#### Data records
BEGIN

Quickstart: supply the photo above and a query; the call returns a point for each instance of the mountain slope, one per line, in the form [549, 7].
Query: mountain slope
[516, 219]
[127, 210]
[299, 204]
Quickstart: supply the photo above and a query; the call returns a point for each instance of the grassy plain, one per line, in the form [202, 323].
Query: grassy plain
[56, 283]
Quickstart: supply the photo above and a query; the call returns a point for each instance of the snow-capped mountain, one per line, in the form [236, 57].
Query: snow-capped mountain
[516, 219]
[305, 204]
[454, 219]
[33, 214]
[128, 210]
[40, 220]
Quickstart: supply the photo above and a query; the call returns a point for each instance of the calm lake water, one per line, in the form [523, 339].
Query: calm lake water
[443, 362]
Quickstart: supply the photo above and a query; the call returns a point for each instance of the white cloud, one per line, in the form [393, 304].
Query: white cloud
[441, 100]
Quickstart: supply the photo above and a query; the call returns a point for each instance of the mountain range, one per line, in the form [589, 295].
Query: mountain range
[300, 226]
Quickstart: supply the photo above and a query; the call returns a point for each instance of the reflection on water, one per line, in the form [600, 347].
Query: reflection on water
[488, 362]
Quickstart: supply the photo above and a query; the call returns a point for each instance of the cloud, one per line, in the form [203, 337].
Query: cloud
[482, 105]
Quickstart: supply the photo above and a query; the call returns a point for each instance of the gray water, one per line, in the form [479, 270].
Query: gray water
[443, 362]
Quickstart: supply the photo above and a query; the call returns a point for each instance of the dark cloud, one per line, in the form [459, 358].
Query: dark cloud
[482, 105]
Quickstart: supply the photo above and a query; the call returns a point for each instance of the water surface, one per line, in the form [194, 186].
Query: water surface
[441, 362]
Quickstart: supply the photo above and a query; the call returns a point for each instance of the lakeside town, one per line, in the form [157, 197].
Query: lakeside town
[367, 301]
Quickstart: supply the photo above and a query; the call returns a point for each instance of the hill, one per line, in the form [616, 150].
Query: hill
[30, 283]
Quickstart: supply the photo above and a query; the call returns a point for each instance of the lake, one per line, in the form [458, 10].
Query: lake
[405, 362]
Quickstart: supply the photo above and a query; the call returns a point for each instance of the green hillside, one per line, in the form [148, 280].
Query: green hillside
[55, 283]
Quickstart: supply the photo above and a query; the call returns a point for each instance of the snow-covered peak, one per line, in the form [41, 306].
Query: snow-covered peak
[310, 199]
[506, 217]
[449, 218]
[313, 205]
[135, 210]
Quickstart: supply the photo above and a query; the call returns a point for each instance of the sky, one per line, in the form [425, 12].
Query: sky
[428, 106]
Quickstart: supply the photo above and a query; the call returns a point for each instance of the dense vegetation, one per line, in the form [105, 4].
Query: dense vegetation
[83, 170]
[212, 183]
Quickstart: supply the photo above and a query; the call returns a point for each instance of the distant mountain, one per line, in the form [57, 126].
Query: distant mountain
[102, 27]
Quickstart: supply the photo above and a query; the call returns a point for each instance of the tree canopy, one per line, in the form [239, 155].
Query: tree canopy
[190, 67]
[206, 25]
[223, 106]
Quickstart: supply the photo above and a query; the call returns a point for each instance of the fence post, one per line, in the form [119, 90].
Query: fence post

END

#### Your objective
Exactly as given, repeat every record above.

#### Task solution
Quickstart: supply the photo above and a query; the call returns a point for each instance of the mountain slope, one per line, in the form [549, 7].
Query: mountain slope
[516, 219]
[127, 210]
[299, 204]
Quickstart: supply the photo above and a query; the call returns a point for each instance of the grassy plain, one per line, in the form [202, 323].
Query: grassy plain
[56, 283]
Quickstart: supply the photo above and a query; the call returns a point for each instance of the snow-capped mountain, one per line, in the form [236, 57].
Query: snow-capped mountain
[516, 219]
[305, 204]
[454, 219]
[33, 214]
[128, 210]
[40, 220]
Quickstart: supply the photo above and a query; the call returns a point for each instance of the calm lake water, one per line, in the form [523, 339].
Query: calm lake water
[443, 362]
Quickstart: supply the photo above and a query; the call returns a point for each instance of the white cloud, one per line, in the form [393, 304].
Query: white cloud
[441, 100]
Quickstart: supply the photo above and a query; the call returns a point for each instance of the mountain range, one per line, in the form [589, 295].
Query: mountain range
[300, 226]
Quickstart: supply the photo above and a query; the call returns a point for each instance of the reflection on water, one per line, in the form [600, 347].
Query: reflection on water
[488, 362]
Quickstart: supply the photo above and a query; the call returns a point for each instance of the cloud, one per line, in the form [203, 337].
Query: cloud
[482, 105]
Quickstart: supply the photo above and a query; the call returns a point for each instance of the gray water, one per line, in the form [479, 270].
Query: gray water
[443, 362]
Quickstart: supply the photo above and a query; the call returns a point for each instance of the dark cloud, one per line, in the form [459, 358].
Query: dark cloud
[482, 105]
Quickstart: supply the photo above and a query; the call returns a point for each instance of the water surface, one per line, in the form [194, 186].
Query: water surface
[441, 362]
Quickstart: supply the photo above and a query; the call returns a point for each instance of the lakeside town, one per line, in the form [157, 197].
Query: lakeside town
[367, 301]
Quickstart: supply the photo above and a query; the call returns a point for each instance of the hill, one per line, in the form [616, 150].
Query: hill
[30, 283]
Quickstart: supply the photo above and a query; the call returns a point for each instance of the lake, one per line, in the form [458, 10].
Query: lake
[405, 362]
Quickstart: supply the photo above and a query; the call returns a point for each instance of the green hillside, one per line, in the form [148, 280].
Query: green hillside
[55, 283]
Quickstart: supply the photo above and a query; the call returns a point for each instance of the snow-covered peak, one per line, in the form [41, 306].
Query: snow-covered peak
[310, 199]
[506, 217]
[449, 218]
[313, 205]
[135, 210]
Quickstart: supply the photo above and a query; the call returns a point for each instance of the sky, one per line, in the form [425, 12].
Query: sky
[428, 106]
Quickstart: supply the photo above and a query; the call returns a point for each instance of the dense vegetation, one per line, in the form [105, 4].
Query: dense vegetation
[83, 170]
[212, 183]
Quickstart: supply the photo above and a query; the call returns a point for each instance of the distant mountain, one per line, in the form [57, 126].
Query: distant mountain
[102, 27]
Quickstart: supply the photo above and a query; the call returns a point for each instance of the tree canopy, one per line, in the form [239, 155].
Query: tree canopy
[190, 67]
[206, 25]
[223, 106]
Quickstart: supply the photo above and a query; the call returns a point for each instance of the fence post, one per line, in the form [119, 90].
Query: fence post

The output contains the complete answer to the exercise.